[Records from a dataset]

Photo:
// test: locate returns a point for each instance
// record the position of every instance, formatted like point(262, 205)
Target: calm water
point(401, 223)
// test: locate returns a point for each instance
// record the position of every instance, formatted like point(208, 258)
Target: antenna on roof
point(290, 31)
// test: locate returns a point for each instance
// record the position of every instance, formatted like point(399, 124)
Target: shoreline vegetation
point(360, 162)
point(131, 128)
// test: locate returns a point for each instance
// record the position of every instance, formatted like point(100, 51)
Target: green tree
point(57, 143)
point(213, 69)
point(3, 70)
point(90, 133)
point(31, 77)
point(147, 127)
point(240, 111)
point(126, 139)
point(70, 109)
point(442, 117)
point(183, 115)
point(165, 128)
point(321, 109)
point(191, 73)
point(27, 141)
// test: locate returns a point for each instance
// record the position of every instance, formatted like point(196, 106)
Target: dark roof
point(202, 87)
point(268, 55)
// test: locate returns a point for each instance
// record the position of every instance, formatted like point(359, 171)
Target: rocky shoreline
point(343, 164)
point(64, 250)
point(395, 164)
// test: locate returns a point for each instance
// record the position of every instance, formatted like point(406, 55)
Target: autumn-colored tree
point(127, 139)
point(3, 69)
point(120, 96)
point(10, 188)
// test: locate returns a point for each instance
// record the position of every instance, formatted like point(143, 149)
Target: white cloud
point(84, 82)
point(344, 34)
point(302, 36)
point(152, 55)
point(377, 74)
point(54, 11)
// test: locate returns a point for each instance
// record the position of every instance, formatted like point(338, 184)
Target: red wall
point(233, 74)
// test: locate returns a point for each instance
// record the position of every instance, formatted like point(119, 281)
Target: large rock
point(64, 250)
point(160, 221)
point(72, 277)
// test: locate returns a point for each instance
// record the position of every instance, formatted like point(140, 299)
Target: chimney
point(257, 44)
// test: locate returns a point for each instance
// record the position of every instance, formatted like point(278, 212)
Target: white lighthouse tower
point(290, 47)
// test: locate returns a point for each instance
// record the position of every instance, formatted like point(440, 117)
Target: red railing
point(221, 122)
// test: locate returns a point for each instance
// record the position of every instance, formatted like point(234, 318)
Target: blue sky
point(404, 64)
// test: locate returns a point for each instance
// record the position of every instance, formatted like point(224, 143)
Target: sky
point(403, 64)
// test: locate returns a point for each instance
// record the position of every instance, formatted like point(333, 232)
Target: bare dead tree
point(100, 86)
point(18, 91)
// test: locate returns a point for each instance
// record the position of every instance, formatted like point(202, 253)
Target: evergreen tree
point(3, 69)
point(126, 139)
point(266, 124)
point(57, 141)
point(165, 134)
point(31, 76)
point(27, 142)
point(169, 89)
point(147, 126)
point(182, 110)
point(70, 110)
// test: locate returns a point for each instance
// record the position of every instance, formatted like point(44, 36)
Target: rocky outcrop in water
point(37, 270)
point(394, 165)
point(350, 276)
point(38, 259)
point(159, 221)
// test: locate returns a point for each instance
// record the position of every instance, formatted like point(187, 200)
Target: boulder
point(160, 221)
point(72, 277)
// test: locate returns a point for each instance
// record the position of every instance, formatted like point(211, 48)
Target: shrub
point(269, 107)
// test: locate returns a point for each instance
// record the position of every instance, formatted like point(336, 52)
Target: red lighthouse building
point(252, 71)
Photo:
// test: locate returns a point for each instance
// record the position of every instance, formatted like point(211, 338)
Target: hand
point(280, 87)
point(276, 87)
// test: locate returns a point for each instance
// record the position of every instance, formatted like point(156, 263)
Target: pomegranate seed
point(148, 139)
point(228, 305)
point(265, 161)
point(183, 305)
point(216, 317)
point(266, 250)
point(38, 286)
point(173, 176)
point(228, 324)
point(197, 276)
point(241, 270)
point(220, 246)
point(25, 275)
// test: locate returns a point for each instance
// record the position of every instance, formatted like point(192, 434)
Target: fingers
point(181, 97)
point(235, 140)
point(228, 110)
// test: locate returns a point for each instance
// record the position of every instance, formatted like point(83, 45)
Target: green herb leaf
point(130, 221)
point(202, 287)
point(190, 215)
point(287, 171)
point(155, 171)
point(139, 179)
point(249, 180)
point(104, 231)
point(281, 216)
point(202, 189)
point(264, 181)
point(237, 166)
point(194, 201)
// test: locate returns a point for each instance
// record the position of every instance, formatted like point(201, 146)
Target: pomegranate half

- _What the exercise asks_
Copy out each record, keeping every word as it is.

- _Result for this task_
Photo:
// test: locate returns a point for each instance
// record the position of every instance, formatted like point(262, 205)
Target: calm water
point(401, 223)
// test: locate returns a point for each instance
// record the position of every instance, formatted like point(208, 258)
Target: antenna on roof
point(290, 31)
// test: locate returns a point for each instance
// record the position of every instance, formatted like point(399, 124)
Target: shoreline vegetation
point(360, 162)
point(131, 128)
// test: locate returns a point for each instance
// record the position of every instance, formatted like point(100, 51)
Target: green tree
point(57, 143)
point(213, 69)
point(3, 70)
point(90, 133)
point(31, 77)
point(147, 127)
point(240, 111)
point(126, 139)
point(70, 109)
point(442, 117)
point(183, 115)
point(165, 128)
point(321, 109)
point(191, 73)
point(27, 141)
// test: locate returns a point for each instance
// record the position of every instance, formatted like point(196, 106)
Target: dark roof
point(202, 87)
point(268, 55)
// test: locate returns a point for each instance
// record the position of every instance, formatted like point(359, 171)
Target: rocky shoreline
point(343, 164)
point(64, 250)
point(395, 164)
// test: locate returns a point for each instance
// record the position of every instance, formatted like point(406, 55)
Target: autumn-colored tree
point(127, 139)
point(3, 69)
point(120, 96)
point(10, 188)
// test: locate returns a point for each instance
// record the position of every instance, formatted like point(143, 149)
Target: white cloud
point(84, 82)
point(344, 34)
point(302, 36)
point(152, 55)
point(377, 74)
point(54, 11)
// test: locate returns a point for each instance
// record the position of every instance, formatted like point(338, 184)
Target: red wall
point(233, 74)
// test: locate returns a point for each instance
// record the position of every instance, formatted like point(119, 281)
Target: large rock
point(64, 250)
point(160, 221)
point(72, 277)
// test: locate returns a point for each instance
// record the position of every instance, formatted like point(140, 299)
Target: chimney
point(257, 44)
// test: locate returns a point for each instance
// record the position of every instance, formatted like point(278, 212)
Target: white lighthouse tower
point(290, 47)
// test: locate returns a point for each instance
// record the position of every instance, formatted like point(440, 117)
Target: red railing
point(221, 122)
// test: locate returns a point for each instance
// record the position of every instance, formatted like point(234, 318)
Target: blue sky
point(404, 64)
// test: locate returns a point for each instance
// record the position of every instance, formatted like point(224, 143)
Target: sky
point(403, 64)
// test: locate returns a point for each instance
// record the position of every instance, formatted like point(333, 232)
Target: bare dead tree
point(100, 86)
point(18, 91)
// test: locate returns a point for each instance
// record the position of every instance, formatted like point(202, 253)
Target: evergreen tree
point(3, 69)
point(126, 139)
point(266, 124)
point(57, 141)
point(165, 134)
point(31, 76)
point(27, 142)
point(169, 89)
point(147, 126)
point(182, 110)
point(70, 110)
// test: locate returns a point for each instance
// record the position of every instance, formatted like point(44, 36)
Target: rocky outcrop in water
point(37, 270)
point(394, 165)
point(350, 276)
point(38, 259)
point(159, 221)
// test: locate returns a point for each instance
// record the position of every instance, formatted like point(187, 200)
Target: boulder
point(160, 221)
point(72, 277)
// test: locate returns a point for each instance
// record the position of every instance, formatted like point(211, 48)
Target: shrub
point(269, 107)
// test: locate returns a point for each instance
// record the position of every instance, formatted like point(336, 52)
Target: red lighthouse building
point(252, 71)
Photo:
// test: locate returns a point for each instance
// record the position of every instance, formatted like point(211, 338)
Target: hand
point(280, 87)
point(276, 87)
// test: locate returns a point for each instance
// record the position of every instance, formatted like point(156, 263)
Target: pomegranate seed
point(148, 139)
point(228, 305)
point(265, 161)
point(183, 305)
point(216, 317)
point(266, 250)
point(38, 286)
point(173, 176)
point(228, 324)
point(197, 276)
point(241, 270)
point(220, 246)
point(25, 275)
// test: locate returns a point for each instance
// record the position of every instance, formatted like point(192, 434)
Target: fingers
point(181, 97)
point(235, 140)
point(228, 110)
// test: locate returns a point for each instance
// record the position of every instance, formatted like point(83, 45)
Target: green herb leaf
point(130, 221)
point(202, 287)
point(190, 215)
point(287, 171)
point(155, 171)
point(139, 179)
point(249, 180)
point(104, 231)
point(281, 216)
point(202, 189)
point(264, 181)
point(237, 166)
point(194, 201)
// test: locate returns a point for each instance
// record the position of every instance, formatted like point(201, 146)
Target: pomegranate half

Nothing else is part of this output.